Records for this task:
BEGIN
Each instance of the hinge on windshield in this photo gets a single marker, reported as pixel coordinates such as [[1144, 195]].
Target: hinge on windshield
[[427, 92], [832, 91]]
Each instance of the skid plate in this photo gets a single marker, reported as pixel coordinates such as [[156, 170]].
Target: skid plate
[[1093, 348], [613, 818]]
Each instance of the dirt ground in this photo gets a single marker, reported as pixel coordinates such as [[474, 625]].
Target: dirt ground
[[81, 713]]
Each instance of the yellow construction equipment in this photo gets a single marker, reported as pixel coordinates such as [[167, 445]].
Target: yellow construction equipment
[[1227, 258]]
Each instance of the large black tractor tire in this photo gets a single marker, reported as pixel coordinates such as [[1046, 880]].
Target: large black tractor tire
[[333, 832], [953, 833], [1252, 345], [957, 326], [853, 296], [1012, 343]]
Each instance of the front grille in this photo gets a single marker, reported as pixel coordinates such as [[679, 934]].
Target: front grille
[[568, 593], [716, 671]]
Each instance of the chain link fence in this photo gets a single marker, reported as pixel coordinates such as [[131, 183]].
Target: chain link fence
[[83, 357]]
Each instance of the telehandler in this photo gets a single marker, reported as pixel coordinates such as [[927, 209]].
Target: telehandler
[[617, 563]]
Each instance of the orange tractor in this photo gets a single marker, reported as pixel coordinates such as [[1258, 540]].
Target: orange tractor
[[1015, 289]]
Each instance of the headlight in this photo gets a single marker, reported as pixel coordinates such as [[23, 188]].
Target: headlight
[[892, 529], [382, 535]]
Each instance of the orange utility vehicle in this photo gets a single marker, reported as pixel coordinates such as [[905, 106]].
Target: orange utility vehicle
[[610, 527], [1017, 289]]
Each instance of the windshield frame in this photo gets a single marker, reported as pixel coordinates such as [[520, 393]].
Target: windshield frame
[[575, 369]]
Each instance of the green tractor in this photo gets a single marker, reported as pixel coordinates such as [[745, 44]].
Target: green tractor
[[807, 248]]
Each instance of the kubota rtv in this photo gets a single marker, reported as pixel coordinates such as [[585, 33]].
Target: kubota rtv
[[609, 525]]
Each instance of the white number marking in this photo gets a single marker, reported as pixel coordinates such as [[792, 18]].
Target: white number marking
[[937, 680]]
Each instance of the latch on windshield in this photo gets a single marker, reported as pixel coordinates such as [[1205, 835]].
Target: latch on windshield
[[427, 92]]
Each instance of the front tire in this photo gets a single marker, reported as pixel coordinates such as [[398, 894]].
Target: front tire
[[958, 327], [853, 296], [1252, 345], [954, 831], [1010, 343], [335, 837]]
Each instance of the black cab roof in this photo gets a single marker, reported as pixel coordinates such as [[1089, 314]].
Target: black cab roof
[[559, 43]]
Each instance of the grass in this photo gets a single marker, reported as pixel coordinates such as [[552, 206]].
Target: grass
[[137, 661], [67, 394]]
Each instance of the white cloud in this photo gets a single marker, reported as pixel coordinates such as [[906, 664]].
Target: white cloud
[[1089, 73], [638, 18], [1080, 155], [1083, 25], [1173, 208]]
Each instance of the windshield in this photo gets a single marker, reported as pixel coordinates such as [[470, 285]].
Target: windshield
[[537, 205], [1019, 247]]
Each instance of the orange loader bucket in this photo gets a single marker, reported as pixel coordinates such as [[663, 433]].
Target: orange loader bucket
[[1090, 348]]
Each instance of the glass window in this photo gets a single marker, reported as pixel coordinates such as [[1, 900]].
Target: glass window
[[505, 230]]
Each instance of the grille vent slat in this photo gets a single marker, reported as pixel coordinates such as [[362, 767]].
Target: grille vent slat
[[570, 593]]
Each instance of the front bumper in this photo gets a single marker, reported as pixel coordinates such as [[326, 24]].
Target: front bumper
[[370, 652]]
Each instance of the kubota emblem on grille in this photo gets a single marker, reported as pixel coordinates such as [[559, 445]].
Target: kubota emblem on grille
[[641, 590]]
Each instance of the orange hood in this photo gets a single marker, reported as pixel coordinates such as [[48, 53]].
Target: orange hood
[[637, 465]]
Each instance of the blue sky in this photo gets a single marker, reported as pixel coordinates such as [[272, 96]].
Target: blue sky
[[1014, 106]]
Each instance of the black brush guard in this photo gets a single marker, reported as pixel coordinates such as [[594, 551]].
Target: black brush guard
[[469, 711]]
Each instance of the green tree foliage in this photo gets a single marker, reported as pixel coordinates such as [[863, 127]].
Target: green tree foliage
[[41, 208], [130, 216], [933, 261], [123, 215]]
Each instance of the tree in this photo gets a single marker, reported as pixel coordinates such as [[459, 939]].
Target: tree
END
Exercise requirements: Retype the material exactly, including every line.

Finished exercise:
Each instance of the hinge on windshield in this photo gets a single marker, reported as pixel coordinates such as [[1144, 195]].
Target: hinge on windshield
[[427, 92], [832, 91]]
Each instance of the skid plate in this photo gets a single marker, reported as pixel coordinates such as [[156, 170]].
Target: skid plate
[[1093, 348], [613, 818]]
Each instance of the dirt ground in this photo gets a single marker, reported as pixel coordinates such as [[474, 625]].
Target: dirt ground
[[81, 713]]
Each instance of the yellow construction equipment in this photo gets a single marker, reported as pixel coordinates such as [[167, 445]].
Target: yellow construction equipment
[[1227, 258]]
Each instance of the large black tractor tire in this photo gets a single marker, reported as pixel coordinates such as [[1046, 880]].
Target: large black tractor tire
[[333, 832], [953, 833], [1252, 345], [957, 326], [853, 296], [1012, 343]]
Each instance of the front grille in this photo gets a single marker, reported as pixel coordinates such as [[679, 934]].
Target: front grille
[[568, 593], [716, 671]]
Each instance of the chain link fence in this photo gets a single marker, reported as pixel coordinates such as [[131, 183]].
Target: chain link fence
[[83, 357]]
Each instance of the telehandler in this photo gets a single marker, reported as pixel coordinates such as [[927, 209]].
Target: telehandler
[[617, 563]]
Each instance of the orange tractor in this photo gets a single marker, reported as pixel coordinates such as [[1258, 540]].
Target: orange tractor
[[1015, 289]]
Each instance of the headlight in this photo gets a single marker, reported as pixel coordinates such as [[23, 188]].
Target: headlight
[[892, 529], [382, 535]]
Each instance of the orange utility vehicle in this photo gets a single marker, reported as pixel coordinates such as [[905, 106]].
Target: orange utility vehicle
[[610, 527], [1017, 289]]
Each instance of the windshield frame in this photo gets a single marker, reported as pixel coordinates such as [[520, 393]].
Target: windshield frame
[[575, 369]]
Each instance of the green tractor in this photo gets a single marker, reported as pixel coordinates such as [[745, 44]].
Target: green tractor
[[807, 248]]
Each instance of the kubota rtv in this photo gets a single marker, reported as pixel coordinates such as [[585, 33]].
Target: kubota rtv
[[609, 525]]
Each instance of the white number marking in this photo gets a single marker, reported as pixel coordinates such as [[792, 18]].
Target: white number marking
[[937, 680]]
Each instance of the latch on windshield in this photo gets a single marker, reported as pixel coordinates such as [[1205, 835]].
Target: latch on windshield
[[427, 92]]
Each instance of the front tire in this photo gets a single marker, reported as pixel coordinates such as [[398, 894]].
Target: front tire
[[958, 327], [853, 296], [1252, 345], [954, 831], [1010, 343], [335, 837]]
Each instance of the black cab roof in this photo gets a single marker, reported as pixel coordinates such as [[1089, 314]].
Target: black cab roof
[[559, 43]]
Each instance of the grass in this photo gets a single marker, reported as pixel coordinates such as [[552, 206]].
Target: grass
[[137, 661], [67, 394]]
Each instance of the white cloud in this photo gets a single marker, reported as pixel coordinates such as [[906, 664]].
Target: white cloud
[[1089, 73], [638, 18], [1080, 155], [1083, 25], [1173, 208]]
Each instance of the windshield in this photo gets a single marker, reported as pixel coordinates such as [[470, 285]].
Target: windshield
[[537, 205], [1019, 247]]
Each instance of the orange loader bucket in this photo gets a single marker, reported as pixel coordinates such as [[663, 433]].
Target: orange loader bucket
[[1090, 348]]
Each instance of the glass window in this photo gets a single marker, reported as pixel coordinates such as [[1, 900]].
Target: glass window
[[505, 230]]
Each instance of the grille vent slat in this photo gets a single marker, reported as pixel coordinates such as [[362, 767]].
Target: grille vent slat
[[570, 593]]
Each instance of the front bumper in this photo gets a single marker, reported as pixel coordinates such as [[326, 24]].
Target: front bumper
[[370, 652]]
Each instance of the kubota emblem on grille in this photo gets a single marker, reported as pixel coordinates such as [[559, 445]].
Target: kubota emblem on grille
[[641, 590]]
Each instance of the orange hood in this photo gets a single marker, reported as pixel coordinates such as [[48, 53]].
Target: orange hood
[[637, 465]]
Each instance of the blue sky in this photo gets a single marker, reported as pixel coordinates such as [[272, 96]].
Target: blue sky
[[1014, 106]]
Each instance of the black brush guard in this photo gets a single marker, reported as pixel coordinates such as [[594, 551]].
Target: black brush guard
[[469, 711]]
Each instance of the green tree foliage in this photo gets a single marker, reported as pixel coordinates such as [[863, 127]].
Target: green tree foliage
[[41, 208], [130, 216], [933, 261], [123, 215]]
Each instance of the tree in this photo gets a single marker, reported as pixel coordinates such as [[459, 939]].
Target: tree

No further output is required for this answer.